AIM: Find the line containing "building as a single point per instance.". Reproduce it and every line after it up to the end of the records, exactly as written.

RECORDED DATA:

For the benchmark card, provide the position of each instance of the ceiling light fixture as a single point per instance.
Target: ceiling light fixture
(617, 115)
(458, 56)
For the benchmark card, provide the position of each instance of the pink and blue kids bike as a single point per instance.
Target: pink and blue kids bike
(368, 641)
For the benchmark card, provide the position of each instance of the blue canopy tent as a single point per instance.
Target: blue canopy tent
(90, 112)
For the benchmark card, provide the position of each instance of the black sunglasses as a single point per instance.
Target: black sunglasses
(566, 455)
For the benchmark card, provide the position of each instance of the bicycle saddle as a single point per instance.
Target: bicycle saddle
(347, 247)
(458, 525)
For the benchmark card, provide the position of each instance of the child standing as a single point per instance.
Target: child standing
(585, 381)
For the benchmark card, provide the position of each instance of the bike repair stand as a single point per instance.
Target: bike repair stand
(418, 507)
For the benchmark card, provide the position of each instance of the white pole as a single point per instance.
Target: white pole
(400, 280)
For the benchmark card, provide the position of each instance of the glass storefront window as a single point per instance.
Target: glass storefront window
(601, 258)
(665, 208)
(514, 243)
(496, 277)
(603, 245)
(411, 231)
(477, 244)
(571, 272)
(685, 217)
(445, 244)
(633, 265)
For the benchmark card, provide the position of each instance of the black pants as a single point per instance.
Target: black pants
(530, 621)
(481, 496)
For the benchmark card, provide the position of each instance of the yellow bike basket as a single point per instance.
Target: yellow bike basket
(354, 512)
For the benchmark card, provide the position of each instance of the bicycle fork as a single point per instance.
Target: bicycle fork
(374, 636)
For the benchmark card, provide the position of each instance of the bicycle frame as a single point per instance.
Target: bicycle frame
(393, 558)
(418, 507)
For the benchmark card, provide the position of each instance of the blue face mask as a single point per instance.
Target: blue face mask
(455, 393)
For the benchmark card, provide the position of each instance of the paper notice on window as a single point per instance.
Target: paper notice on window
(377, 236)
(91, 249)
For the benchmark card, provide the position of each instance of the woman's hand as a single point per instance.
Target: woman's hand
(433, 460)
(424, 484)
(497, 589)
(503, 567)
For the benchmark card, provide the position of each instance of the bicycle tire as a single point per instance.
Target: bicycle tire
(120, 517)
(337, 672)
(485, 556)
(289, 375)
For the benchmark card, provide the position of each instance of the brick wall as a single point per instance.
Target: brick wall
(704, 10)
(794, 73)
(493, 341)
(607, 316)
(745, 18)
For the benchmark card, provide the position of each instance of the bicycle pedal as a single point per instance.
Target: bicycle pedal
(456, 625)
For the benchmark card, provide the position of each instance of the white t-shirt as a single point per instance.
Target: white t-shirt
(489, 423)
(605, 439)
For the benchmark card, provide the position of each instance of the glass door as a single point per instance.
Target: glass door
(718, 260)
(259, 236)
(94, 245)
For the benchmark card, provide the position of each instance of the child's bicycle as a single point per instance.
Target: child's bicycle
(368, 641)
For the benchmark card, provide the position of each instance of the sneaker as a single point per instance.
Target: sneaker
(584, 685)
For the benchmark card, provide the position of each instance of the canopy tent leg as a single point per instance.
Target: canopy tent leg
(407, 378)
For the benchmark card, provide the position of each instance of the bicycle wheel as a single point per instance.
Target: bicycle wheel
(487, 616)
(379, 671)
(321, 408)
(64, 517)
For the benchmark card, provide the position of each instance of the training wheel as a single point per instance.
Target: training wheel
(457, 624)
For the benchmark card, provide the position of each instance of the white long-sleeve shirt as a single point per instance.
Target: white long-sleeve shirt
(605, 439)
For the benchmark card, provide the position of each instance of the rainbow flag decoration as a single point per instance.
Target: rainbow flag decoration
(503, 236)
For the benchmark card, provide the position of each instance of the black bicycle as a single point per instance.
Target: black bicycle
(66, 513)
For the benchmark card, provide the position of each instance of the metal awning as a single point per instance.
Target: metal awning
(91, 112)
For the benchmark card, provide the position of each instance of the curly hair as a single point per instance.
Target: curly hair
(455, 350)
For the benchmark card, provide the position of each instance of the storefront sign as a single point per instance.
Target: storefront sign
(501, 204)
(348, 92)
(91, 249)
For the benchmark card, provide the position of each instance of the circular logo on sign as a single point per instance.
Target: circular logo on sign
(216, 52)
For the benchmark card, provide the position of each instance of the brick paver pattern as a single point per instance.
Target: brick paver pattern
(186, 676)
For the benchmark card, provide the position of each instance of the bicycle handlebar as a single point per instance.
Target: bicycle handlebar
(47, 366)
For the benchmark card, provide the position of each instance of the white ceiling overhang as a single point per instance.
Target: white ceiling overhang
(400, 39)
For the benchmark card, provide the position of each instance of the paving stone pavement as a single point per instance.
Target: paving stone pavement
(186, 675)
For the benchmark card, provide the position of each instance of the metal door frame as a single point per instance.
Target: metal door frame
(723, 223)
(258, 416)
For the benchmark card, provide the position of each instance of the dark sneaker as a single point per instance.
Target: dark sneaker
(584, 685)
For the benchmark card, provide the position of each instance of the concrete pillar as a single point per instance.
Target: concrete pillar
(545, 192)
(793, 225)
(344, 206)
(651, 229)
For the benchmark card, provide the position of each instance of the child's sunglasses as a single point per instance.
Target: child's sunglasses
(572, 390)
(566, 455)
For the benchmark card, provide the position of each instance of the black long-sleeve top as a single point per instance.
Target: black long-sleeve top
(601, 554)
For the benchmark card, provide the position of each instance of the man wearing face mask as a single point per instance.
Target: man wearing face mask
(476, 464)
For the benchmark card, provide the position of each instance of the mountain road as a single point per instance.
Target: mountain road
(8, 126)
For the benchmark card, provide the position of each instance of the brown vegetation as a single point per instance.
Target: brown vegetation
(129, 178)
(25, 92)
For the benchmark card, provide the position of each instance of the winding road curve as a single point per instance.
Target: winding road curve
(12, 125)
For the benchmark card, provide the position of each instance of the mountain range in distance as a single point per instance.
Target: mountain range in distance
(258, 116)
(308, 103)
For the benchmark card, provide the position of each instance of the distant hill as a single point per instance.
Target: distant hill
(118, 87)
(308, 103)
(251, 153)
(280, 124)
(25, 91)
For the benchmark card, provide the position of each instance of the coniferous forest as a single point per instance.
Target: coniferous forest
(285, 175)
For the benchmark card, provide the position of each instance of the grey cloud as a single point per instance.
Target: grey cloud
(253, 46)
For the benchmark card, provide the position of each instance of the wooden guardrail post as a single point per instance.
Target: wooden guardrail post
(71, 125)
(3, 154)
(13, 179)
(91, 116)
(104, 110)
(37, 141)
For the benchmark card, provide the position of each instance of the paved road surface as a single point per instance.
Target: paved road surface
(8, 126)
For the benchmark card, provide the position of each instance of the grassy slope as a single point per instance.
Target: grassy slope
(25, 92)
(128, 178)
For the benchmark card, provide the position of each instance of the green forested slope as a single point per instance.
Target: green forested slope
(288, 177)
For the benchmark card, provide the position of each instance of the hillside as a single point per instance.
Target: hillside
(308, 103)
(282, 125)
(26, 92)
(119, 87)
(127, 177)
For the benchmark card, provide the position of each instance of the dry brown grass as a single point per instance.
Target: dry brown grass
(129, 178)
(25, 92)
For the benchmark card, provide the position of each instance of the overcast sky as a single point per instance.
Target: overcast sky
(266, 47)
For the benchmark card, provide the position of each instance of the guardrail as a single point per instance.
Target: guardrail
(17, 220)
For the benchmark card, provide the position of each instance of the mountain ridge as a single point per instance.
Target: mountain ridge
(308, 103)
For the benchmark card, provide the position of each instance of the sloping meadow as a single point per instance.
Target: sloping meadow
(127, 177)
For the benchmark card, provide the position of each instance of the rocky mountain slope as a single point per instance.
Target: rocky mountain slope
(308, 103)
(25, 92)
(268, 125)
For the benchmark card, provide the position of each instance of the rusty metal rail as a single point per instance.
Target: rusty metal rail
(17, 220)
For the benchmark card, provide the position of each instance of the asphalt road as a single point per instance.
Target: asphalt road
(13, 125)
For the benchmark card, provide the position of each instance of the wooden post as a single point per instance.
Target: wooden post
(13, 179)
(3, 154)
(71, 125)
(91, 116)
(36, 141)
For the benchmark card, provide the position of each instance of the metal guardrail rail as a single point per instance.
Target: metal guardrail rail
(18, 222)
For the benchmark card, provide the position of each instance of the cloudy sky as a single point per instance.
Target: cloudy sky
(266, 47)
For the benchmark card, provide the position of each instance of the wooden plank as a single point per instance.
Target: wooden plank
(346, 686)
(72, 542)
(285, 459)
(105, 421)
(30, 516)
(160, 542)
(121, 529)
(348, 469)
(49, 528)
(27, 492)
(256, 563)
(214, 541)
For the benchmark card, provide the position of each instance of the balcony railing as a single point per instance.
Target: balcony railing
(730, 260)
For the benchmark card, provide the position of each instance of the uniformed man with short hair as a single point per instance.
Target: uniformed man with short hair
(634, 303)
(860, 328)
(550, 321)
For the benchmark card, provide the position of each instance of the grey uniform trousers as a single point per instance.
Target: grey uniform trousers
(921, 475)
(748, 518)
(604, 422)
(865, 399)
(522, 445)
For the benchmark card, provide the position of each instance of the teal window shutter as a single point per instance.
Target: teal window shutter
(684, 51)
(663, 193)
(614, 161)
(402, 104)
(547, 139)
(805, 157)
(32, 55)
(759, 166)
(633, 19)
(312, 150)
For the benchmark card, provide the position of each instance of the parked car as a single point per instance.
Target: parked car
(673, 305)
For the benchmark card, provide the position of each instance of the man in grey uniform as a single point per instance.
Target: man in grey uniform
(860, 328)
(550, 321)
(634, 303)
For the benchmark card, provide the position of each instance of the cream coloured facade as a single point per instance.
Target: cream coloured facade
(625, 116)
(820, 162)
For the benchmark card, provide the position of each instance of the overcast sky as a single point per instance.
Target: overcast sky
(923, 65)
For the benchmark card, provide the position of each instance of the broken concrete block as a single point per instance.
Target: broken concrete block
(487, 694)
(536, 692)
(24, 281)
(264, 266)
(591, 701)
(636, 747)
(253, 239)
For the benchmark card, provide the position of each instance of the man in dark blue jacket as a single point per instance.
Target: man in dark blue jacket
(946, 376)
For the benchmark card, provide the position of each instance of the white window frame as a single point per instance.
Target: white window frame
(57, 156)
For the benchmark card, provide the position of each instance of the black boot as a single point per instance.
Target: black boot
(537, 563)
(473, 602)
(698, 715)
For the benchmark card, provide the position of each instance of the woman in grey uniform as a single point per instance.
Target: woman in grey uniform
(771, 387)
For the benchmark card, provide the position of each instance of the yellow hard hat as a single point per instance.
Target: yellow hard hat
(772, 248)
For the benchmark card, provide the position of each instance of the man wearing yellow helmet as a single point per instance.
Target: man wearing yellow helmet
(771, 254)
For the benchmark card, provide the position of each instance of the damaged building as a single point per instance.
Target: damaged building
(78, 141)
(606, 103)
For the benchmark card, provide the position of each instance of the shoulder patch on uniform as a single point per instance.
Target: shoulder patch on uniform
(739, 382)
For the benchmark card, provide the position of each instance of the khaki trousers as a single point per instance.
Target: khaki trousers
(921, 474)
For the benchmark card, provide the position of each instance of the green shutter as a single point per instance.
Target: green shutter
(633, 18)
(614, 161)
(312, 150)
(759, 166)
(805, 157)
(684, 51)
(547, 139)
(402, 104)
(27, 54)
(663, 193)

OUTPUT:
For the benchmark card, provide the position of each instance of the damaged building as a single point per instance.
Target: damaged building
(78, 141)
(606, 103)
For the benchmark card, provide the position of each instance of the shoulder patch on uniform as a single point per instance.
Target: shoulder patch on uniform
(739, 382)
For the benchmark card, provide the position of each instance of the khaki trousers as a single point per instance.
Target: khaki trousers
(921, 474)
For the benchmark card, provide the position of each instance of the green shutter as a single point per instance.
Target: green shutter
(633, 18)
(614, 161)
(312, 150)
(759, 166)
(805, 157)
(684, 51)
(547, 139)
(402, 104)
(27, 54)
(663, 193)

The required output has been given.